╔══

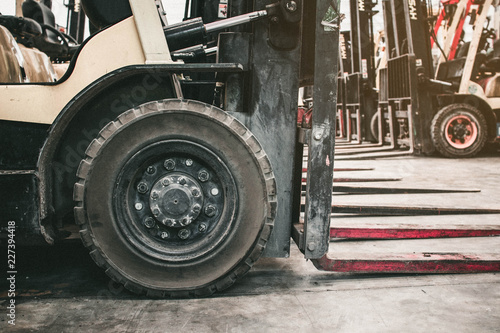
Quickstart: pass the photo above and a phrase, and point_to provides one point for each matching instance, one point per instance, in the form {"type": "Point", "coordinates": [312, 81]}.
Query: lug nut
{"type": "Point", "coordinates": [203, 175]}
{"type": "Point", "coordinates": [196, 209]}
{"type": "Point", "coordinates": [149, 222]}
{"type": "Point", "coordinates": [184, 233]}
{"type": "Point", "coordinates": [142, 187]}
{"type": "Point", "coordinates": [185, 221]}
{"type": "Point", "coordinates": [291, 6]}
{"type": "Point", "coordinates": [210, 210]}
{"type": "Point", "coordinates": [169, 164]}
{"type": "Point", "coordinates": [202, 227]}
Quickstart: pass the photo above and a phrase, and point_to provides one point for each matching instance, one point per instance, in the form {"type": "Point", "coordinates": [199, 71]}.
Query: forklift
{"type": "Point", "coordinates": [175, 164]}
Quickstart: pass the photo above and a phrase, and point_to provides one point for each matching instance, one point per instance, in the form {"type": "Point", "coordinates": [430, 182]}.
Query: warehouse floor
{"type": "Point", "coordinates": [61, 290]}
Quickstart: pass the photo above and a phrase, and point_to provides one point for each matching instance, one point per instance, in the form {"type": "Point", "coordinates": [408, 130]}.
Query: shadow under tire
{"type": "Point", "coordinates": [459, 130]}
{"type": "Point", "coordinates": [175, 198]}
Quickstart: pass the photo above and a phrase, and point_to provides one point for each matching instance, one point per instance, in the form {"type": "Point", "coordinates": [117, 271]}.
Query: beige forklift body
{"type": "Point", "coordinates": [111, 49]}
{"type": "Point", "coordinates": [136, 40]}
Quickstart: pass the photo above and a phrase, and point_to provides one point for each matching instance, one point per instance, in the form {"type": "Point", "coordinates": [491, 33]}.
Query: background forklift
{"type": "Point", "coordinates": [424, 106]}
{"type": "Point", "coordinates": [178, 173]}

╚══

Assignment: Set the whole listing down again unchanged, apart from the pictures, which are omitted.

Task solution:
Quickstart: pass the photo above and a phrase, and point_to provides one point for each matching instance, one point per instance, in the form {"type": "Point", "coordinates": [312, 81]}.
Query: lug nut
{"type": "Point", "coordinates": [203, 175]}
{"type": "Point", "coordinates": [196, 209]}
{"type": "Point", "coordinates": [149, 222]}
{"type": "Point", "coordinates": [184, 233]}
{"type": "Point", "coordinates": [142, 187]}
{"type": "Point", "coordinates": [185, 221]}
{"type": "Point", "coordinates": [291, 6]}
{"type": "Point", "coordinates": [210, 210]}
{"type": "Point", "coordinates": [169, 164]}
{"type": "Point", "coordinates": [202, 227]}
Quickstart: pass the photo above and a phrase, and point_to provides one point for each matching instance, one point per instance, in the form {"type": "Point", "coordinates": [199, 71]}.
Query: forklift
{"type": "Point", "coordinates": [175, 164]}
Quickstart: pass the photo above and a phrase, and point_to provides one point for each matching instance, one point per instance, in the form {"type": "Point", "coordinates": [430, 182]}.
Query: warehouse floor
{"type": "Point", "coordinates": [61, 290]}
Quickstart: pass the photo above and a phrase, and point_to provides one point for each matching instance, one point per instance, in the form {"type": "Point", "coordinates": [408, 130]}.
Query: shadow under tire
{"type": "Point", "coordinates": [459, 130]}
{"type": "Point", "coordinates": [175, 198]}
Quickstart: pass the photo above and a phrase, and point_to provides one point for each matching instance, one point per instance, in the form {"type": "Point", "coordinates": [117, 271]}.
Query: beige forklift body
{"type": "Point", "coordinates": [111, 49]}
{"type": "Point", "coordinates": [136, 40]}
Quickstart: pass the photo above and a phrase, and point_to provides one point for each matching instance, one point per instance, in the form {"type": "Point", "coordinates": [491, 33]}.
Query: background forklift
{"type": "Point", "coordinates": [424, 106]}
{"type": "Point", "coordinates": [178, 173]}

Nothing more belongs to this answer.